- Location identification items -
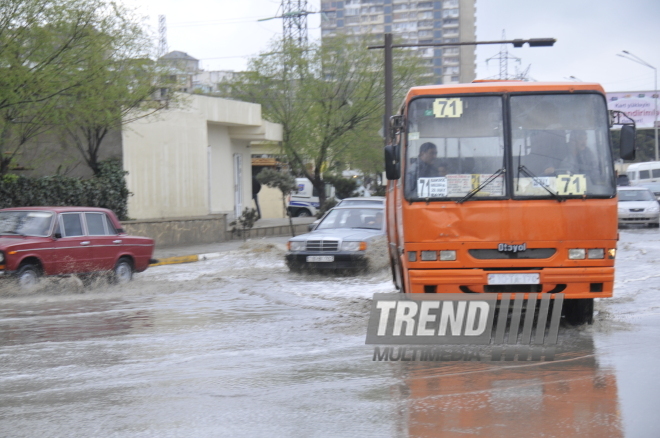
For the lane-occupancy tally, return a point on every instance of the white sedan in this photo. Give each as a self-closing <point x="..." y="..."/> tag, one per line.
<point x="638" y="205"/>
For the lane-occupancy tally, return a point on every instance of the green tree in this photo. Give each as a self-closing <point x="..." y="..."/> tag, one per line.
<point x="328" y="99"/>
<point x="78" y="64"/>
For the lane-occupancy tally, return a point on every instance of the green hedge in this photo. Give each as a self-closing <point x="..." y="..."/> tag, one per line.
<point x="106" y="190"/>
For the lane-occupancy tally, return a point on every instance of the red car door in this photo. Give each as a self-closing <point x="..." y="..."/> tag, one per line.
<point x="105" y="244"/>
<point x="72" y="250"/>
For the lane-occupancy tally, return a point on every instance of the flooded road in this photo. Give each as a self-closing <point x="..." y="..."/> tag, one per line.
<point x="237" y="346"/>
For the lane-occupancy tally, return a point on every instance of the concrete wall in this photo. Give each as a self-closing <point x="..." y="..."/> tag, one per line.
<point x="54" y="153"/>
<point x="181" y="161"/>
<point x="468" y="32"/>
<point x="270" y="201"/>
<point x="183" y="231"/>
<point x="166" y="160"/>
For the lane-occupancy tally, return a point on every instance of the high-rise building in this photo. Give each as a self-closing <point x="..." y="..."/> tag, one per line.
<point x="413" y="21"/>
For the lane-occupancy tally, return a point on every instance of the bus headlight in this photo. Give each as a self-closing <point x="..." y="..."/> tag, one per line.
<point x="576" y="254"/>
<point x="596" y="253"/>
<point x="429" y="256"/>
<point x="297" y="245"/>
<point x="448" y="255"/>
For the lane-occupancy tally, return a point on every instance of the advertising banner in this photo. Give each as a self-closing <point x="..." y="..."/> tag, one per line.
<point x="638" y="105"/>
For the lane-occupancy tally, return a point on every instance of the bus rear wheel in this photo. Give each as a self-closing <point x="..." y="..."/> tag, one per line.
<point x="579" y="311"/>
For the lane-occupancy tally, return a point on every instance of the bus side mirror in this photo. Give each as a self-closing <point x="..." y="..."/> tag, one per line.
<point x="392" y="162"/>
<point x="627" y="144"/>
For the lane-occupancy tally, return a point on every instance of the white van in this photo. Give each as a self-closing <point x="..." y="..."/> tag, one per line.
<point x="642" y="173"/>
<point x="305" y="201"/>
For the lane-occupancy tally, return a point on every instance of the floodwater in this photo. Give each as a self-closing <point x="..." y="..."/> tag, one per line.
<point x="240" y="347"/>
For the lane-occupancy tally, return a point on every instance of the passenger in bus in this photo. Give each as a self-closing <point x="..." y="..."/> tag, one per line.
<point x="580" y="160"/>
<point x="442" y="169"/>
<point x="424" y="167"/>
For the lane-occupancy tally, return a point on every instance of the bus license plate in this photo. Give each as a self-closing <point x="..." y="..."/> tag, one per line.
<point x="513" y="279"/>
<point x="320" y="258"/>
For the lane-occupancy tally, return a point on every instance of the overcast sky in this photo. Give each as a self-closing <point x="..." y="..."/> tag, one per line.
<point x="223" y="34"/>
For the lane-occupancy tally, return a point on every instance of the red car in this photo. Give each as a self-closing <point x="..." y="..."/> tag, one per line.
<point x="37" y="241"/>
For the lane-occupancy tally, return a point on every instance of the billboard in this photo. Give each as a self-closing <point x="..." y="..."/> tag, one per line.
<point x="638" y="105"/>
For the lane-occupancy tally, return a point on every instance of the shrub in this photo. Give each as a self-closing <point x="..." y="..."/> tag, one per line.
<point x="107" y="190"/>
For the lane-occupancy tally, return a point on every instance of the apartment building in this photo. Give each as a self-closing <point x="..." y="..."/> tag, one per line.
<point x="412" y="21"/>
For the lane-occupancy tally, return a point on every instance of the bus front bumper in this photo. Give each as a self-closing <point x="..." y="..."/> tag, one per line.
<point x="593" y="282"/>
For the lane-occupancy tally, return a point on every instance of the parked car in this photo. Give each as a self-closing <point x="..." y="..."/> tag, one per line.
<point x="36" y="241"/>
<point x="654" y="187"/>
<point x="638" y="205"/>
<point x="347" y="238"/>
<point x="622" y="180"/>
<point x="369" y="201"/>
<point x="304" y="201"/>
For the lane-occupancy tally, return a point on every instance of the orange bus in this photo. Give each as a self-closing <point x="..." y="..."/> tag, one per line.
<point x="505" y="186"/>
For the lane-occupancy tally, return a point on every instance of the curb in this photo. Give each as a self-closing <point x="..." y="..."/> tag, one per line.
<point x="185" y="259"/>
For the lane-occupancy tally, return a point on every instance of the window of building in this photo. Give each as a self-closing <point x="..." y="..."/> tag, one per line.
<point x="426" y="52"/>
<point x="351" y="11"/>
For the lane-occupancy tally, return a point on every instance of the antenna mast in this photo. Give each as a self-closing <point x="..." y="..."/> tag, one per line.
<point x="162" y="36"/>
<point x="294" y="21"/>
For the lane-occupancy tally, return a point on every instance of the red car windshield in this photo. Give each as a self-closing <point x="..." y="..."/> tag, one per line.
<point x="26" y="223"/>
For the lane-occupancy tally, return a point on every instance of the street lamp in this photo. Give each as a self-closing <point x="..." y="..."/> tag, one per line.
<point x="638" y="60"/>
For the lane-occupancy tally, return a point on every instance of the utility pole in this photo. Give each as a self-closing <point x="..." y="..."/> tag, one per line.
<point x="503" y="57"/>
<point x="162" y="36"/>
<point x="632" y="57"/>
<point x="388" y="46"/>
<point x="294" y="21"/>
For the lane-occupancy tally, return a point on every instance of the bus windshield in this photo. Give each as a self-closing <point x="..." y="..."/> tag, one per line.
<point x="454" y="145"/>
<point x="559" y="144"/>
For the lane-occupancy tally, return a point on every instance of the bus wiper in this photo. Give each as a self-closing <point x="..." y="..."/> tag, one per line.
<point x="538" y="181"/>
<point x="478" y="189"/>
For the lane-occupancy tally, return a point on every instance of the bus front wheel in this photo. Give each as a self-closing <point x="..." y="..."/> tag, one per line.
<point x="579" y="311"/>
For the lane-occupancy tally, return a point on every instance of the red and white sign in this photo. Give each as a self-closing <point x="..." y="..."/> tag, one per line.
<point x="638" y="105"/>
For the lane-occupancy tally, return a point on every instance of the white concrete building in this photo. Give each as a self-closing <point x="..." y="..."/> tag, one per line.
<point x="194" y="160"/>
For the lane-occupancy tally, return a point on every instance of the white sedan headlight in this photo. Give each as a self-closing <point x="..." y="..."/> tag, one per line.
<point x="297" y="245"/>
<point x="353" y="246"/>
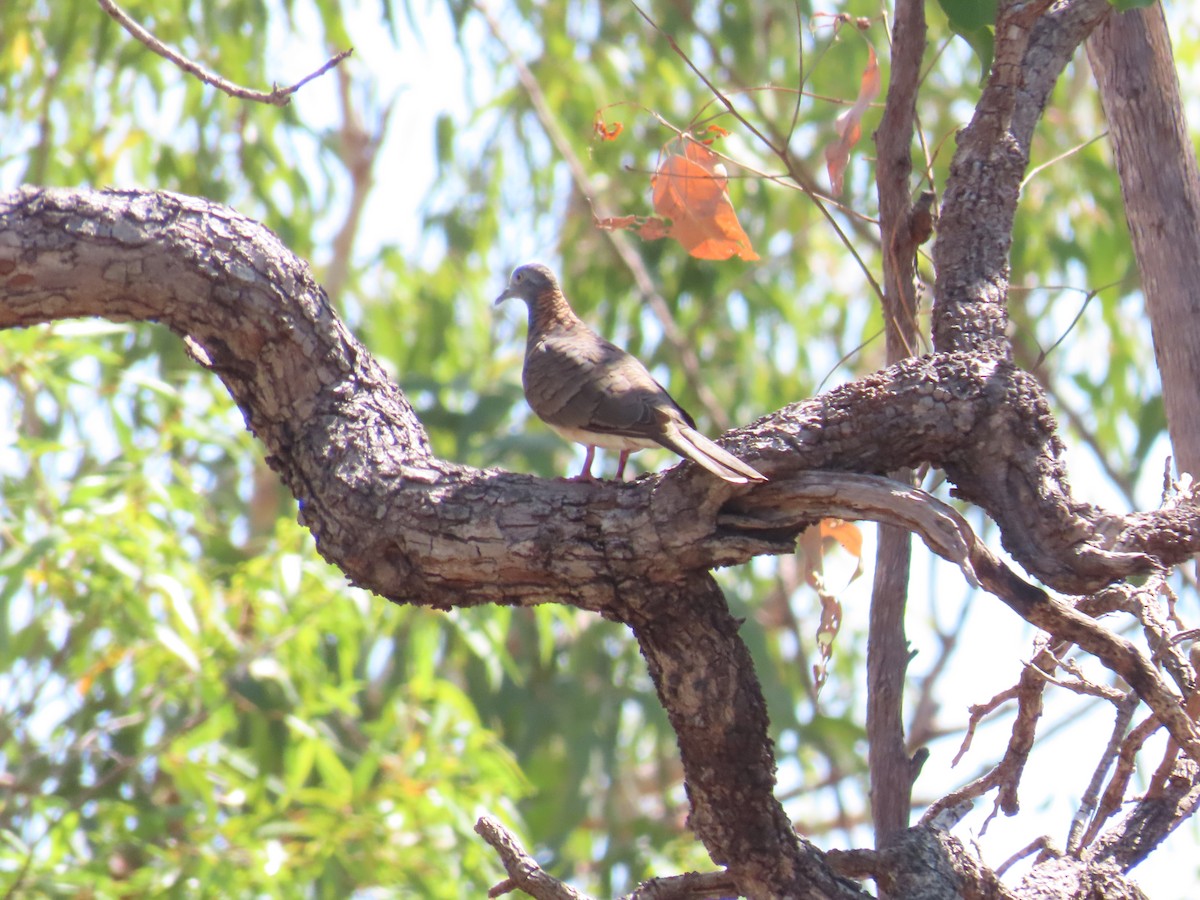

- WHAT TO WORK ON -
Please output the lines of the listing exactly, from the line containing "the red and" through the end of the listing, both ends included. Leave the pictures out of your answer.

- SOLUTION -
For the lane-occupancy tally, return a point on every instance of the red and white sign in this photo. Give each as a self-closing <point x="..." y="..."/> tag, one per line.
<point x="638" y="105"/>
For the lane-occupancy tally, return a point on every instance of the white concrete building in this photo. Give each as a self-closing <point x="..." y="..."/> tag, one per line.
<point x="194" y="160"/>
For the lane-occupancy tally, return a point on every instance of the white sedan headlight in this photo. Give each as a self-closing <point x="..." y="..."/> tag, one per line.
<point x="297" y="245"/>
<point x="353" y="246"/>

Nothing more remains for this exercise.